#### Task to carry out
Edit the material from the line with "Where can the white" through the end, swapping "photo" for "image" and keeping everything else unchanged.

(Coordinate labeling data)
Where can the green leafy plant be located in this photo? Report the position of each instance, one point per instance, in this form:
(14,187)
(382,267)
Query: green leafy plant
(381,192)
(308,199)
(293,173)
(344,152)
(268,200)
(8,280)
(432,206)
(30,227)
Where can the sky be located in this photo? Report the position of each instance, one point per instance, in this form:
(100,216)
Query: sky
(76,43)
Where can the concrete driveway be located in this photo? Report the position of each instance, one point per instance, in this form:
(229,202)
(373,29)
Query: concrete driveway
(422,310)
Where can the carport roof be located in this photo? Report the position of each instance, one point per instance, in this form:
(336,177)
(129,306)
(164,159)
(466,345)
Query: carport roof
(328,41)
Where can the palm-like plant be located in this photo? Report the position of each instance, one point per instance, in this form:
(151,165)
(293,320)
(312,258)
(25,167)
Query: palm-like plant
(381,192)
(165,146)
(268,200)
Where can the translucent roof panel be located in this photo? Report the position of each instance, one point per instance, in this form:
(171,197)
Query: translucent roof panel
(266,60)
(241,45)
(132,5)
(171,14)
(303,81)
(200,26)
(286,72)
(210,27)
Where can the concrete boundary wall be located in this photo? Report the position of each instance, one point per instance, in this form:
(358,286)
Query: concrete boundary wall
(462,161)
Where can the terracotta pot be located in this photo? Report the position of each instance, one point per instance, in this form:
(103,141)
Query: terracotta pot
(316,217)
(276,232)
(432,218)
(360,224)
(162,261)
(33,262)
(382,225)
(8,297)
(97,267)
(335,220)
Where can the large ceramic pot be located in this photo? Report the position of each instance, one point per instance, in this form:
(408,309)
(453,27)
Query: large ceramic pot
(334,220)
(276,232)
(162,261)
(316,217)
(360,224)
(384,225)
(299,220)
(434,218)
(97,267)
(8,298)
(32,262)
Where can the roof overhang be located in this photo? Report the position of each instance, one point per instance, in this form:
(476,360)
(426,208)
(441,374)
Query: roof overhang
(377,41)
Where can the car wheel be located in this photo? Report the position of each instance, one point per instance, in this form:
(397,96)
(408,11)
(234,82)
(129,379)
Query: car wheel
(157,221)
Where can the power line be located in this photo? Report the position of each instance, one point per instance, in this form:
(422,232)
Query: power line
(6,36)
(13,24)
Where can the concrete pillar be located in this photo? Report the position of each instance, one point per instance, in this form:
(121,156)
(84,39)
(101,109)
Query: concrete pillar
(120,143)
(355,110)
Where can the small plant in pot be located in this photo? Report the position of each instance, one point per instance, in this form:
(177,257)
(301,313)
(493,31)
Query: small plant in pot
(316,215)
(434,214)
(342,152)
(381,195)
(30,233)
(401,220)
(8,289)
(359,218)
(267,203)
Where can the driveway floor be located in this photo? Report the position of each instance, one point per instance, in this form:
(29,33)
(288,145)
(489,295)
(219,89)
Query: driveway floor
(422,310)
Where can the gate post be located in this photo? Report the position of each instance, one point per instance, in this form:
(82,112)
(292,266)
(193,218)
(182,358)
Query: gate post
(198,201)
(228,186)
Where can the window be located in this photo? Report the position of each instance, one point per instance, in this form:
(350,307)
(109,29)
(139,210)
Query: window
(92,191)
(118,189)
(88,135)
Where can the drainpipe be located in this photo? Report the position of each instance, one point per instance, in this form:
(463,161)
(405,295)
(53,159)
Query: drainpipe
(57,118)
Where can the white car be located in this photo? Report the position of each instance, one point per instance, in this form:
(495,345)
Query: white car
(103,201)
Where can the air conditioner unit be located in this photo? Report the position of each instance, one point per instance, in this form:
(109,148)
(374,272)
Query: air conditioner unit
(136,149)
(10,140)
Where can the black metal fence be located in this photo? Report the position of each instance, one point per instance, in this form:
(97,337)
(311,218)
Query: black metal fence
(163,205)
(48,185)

#### Finished answer
Where can the white car be located in this image? Report the position of each instance, one point per instance, in this form:
(495,345)
Query: white car
(103,201)
Where can the air conditioner unit be located in this image? Report the position of each instance, one point per instance, in this form:
(109,148)
(374,272)
Query: air conditioner unit
(136,149)
(10,140)
Where can the black metal fence be located in this image? Report the position of each instance, one point per instance, in this form:
(97,337)
(311,218)
Query: black metal fence
(163,205)
(48,185)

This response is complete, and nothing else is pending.